- _Requirements_: Write out, word for word, the entries below from the line containing "Where can you see the dead" through the line containing "column 561, row 749", including both of those lines.

- _Exercise data_:
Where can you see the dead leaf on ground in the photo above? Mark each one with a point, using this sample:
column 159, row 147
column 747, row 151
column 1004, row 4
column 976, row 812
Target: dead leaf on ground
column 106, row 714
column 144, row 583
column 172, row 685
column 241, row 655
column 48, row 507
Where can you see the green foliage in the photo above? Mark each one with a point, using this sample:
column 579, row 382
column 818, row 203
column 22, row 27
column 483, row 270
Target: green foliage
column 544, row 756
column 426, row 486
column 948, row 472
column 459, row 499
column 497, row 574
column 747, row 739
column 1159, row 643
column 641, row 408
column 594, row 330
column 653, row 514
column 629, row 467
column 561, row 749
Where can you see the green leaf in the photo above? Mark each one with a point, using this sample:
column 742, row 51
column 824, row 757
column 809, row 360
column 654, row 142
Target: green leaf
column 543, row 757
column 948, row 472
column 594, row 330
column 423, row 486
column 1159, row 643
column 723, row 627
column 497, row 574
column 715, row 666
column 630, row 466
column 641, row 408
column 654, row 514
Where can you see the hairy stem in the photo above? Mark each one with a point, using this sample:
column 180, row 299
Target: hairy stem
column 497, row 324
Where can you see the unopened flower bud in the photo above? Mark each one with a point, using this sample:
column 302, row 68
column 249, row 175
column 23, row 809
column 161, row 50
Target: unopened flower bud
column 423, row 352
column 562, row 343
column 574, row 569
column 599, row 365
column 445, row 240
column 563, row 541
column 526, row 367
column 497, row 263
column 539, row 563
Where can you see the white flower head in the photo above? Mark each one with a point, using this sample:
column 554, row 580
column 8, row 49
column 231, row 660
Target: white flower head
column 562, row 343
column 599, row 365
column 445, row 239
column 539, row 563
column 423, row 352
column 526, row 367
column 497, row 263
...
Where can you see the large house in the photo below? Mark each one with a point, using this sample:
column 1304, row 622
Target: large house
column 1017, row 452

- _Answer for the task_:
Where can you see the dead leaf on ground in the photo above? Mark each one with a point, using this sample:
column 159, row 147
column 747, row 151
column 1004, row 4
column 976, row 812
Target: dead leaf on ground
column 106, row 714
column 144, row 583
column 172, row 685
column 241, row 655
column 48, row 507
Where can you see the green foliage in the photo above? Mark each one with a point, using this sample:
column 579, row 382
column 818, row 203
column 22, row 27
column 483, row 270
Target: green foliage
column 544, row 756
column 426, row 486
column 948, row 472
column 459, row 499
column 497, row 574
column 747, row 739
column 1159, row 643
column 641, row 408
column 594, row 330
column 653, row 514
column 629, row 467
column 561, row 749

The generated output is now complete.